→ **YOUR GOAL**:
Please output exactly the run of lines that starts at the line with "Query: brown soil" and ends at the last line of the records below.

[Records from a data collection]
=====

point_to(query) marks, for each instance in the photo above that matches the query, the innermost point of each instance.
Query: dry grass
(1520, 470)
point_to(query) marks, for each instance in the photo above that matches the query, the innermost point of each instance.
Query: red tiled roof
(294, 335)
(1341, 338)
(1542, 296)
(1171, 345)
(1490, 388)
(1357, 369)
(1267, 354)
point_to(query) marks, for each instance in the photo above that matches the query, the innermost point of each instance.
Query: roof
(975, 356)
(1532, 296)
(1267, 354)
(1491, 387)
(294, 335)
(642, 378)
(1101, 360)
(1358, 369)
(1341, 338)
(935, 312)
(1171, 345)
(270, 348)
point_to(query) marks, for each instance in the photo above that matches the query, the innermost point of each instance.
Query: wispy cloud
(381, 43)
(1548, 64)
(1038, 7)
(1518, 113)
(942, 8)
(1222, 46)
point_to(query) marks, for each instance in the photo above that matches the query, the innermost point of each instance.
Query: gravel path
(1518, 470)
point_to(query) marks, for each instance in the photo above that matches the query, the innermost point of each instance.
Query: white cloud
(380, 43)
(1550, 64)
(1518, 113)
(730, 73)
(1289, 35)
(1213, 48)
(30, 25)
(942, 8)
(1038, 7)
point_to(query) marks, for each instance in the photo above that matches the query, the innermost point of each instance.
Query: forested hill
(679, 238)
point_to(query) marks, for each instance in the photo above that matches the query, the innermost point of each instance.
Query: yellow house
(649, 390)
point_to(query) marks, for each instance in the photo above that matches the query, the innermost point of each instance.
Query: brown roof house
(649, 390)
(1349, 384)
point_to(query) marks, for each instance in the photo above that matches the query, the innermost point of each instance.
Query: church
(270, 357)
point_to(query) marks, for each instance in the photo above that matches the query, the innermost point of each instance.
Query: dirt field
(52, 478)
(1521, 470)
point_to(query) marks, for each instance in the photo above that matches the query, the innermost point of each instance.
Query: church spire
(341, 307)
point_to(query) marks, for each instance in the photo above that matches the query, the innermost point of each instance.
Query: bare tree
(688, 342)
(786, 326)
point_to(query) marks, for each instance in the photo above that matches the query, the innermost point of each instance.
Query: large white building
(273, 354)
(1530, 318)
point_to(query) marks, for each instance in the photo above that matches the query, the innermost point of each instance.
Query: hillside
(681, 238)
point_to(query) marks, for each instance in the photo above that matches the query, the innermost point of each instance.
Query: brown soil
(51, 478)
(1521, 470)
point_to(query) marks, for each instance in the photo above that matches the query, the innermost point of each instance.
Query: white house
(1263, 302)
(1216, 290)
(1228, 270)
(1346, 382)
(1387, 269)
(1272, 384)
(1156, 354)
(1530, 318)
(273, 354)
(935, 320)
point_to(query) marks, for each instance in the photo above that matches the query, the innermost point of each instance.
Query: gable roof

=====

→ **FINISHED TASK**:
Query: brown soil
(51, 478)
(1521, 470)
point_to(query) marks, for each instance in the photo above that matches the query, the innermost point of each instance.
Query: white house
(1263, 302)
(1216, 290)
(1228, 270)
(1346, 382)
(1387, 269)
(1272, 384)
(1156, 354)
(1530, 318)
(273, 354)
(935, 320)
point_to(query) marks, for each instance in the photo above that matches the query, the innermost point of each instance.
Query: gable roof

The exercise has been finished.